* Trecho da página *
O meteorologista Márcio Cataldi, professor da UFF e ex-integrante da equipe do ONS, admite que os sinais ficaram um pouco embaralhados recentemente. Para ele, é certo que a primeira quinzena de janeiro será chuvosa no SE/CO, mas daí em diante está difícil prever. “As previsões para o restante de janeiro, ou seja, a partir da segunda quinzena, e para o restante do período úmido ainda estão bem incertas, já que o Pacífico Equatorial está mostrando muita variabilidade, e os modelos não estão sendo capazes de reproduzi-las”.
De acordo com Cataldi, o atual período úmido está muito bom para o subsistema Norte e para a maior parte do Nordeste. Para o SE/CO, o subsistema decisivo para o armazenamento do SIN (corresponde a cerca de 70% do total), as chuvas estão muito próximas da média histórica, tendo ficado acima em outubro, no chamado pré-período úmido.
Então significa que não houve crise, como disse o ministro? Cataldi discorda com veemência: “Bem, chegar à casa dos 16% [16,49% em 06/10/2021] de armazenamento no SE/CO e dizer que não houve uma crise energética deveria ser considerado como a fala de um leigo”. Ele aponta o uso intensivo de térmicas fora da ordem de mérito e os esforços do ONS para flexibilizar as restrições hídricas nas diversas bacias como argumentos adicionais a comprovar que a crise efetivamente existiu.
Histórico recente não favorece
Com base na evolução dos armazenamentos a partir de outubro e nas perspectivas hidrológicas, além das medidas que foram tomadas para favorecer a recuperação dos reservatórios sem afetar a oferta de energia, o ONS, na transição do período seco para o úmido, traçou cenários segundo os quais ao final de abril deste ano o armazenamento no SE/CO alcançará entre 55% e 58%.
Um levantamento feito pela Brasil Energia nos dados históricos do próprio Operador (Boletim Diário da Operação – BDO) a partir de 2015 mostrou que o resultado previsto pelo ONS foi alcançado apenas uma vez no período pesquisado. Em 2015/2016, último período úmido excepcionalmente favorável, o armazenamento no subsistema SE/CO chegou a 1º de maio de 2016 com 57,60%, mesmo assim, partindo de um patamar já elevado em 1º de dezembro de 2015 (27,56%).

* Lista de tarefas *
1. Copie do trecho da página acima, sem alterar nada, a parte que começa em "Histórico recente não" e termina em "entre 55% e 58%.".
2. Passe para o inglês esta frase do trecho da página acima: "De acordo com Cataldi, o atual período úmido está muito bom para o subsistema Norte e para a maior parte do Nordeste."

* Material fornecido *
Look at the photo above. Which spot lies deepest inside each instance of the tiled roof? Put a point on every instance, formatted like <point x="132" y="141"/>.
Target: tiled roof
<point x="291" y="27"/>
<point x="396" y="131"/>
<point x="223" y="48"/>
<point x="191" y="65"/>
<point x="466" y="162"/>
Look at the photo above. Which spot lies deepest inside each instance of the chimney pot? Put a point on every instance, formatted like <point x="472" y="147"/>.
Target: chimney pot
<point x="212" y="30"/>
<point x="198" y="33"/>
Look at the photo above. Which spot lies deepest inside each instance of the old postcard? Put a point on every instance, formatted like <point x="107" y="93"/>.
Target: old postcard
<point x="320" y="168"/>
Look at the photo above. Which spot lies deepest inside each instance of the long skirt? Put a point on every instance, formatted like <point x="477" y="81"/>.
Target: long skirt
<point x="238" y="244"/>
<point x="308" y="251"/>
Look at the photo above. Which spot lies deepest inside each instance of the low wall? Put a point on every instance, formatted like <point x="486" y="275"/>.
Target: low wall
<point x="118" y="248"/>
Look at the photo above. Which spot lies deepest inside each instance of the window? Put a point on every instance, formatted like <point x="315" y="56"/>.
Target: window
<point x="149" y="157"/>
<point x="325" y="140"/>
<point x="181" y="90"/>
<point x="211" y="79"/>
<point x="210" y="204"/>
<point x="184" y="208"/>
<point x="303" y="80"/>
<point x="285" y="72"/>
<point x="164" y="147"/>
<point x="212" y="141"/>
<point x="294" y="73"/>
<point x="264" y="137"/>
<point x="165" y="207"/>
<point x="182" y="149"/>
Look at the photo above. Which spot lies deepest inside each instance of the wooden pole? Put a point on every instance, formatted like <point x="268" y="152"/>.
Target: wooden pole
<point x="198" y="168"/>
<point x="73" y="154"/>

* Respostas numeradas *
1.
Histórico recente não favorece
Com base na evolução dos armazenamentos a partir de outubro e nas perspectivas hidrológicas, além das medidas que foram tomadas para favorecer a recuperação dos reservatórios sem afetar a oferta de energia, o ONS, na transição do período seco para o úmido, traçou cenários segundo os quais ao final de abril deste ano o armazenamento no SE/CO alcançará entre 55% e 58%.

2. According to Cataldi, the current wet season is very good for the North subsystem and for most of the Northeast.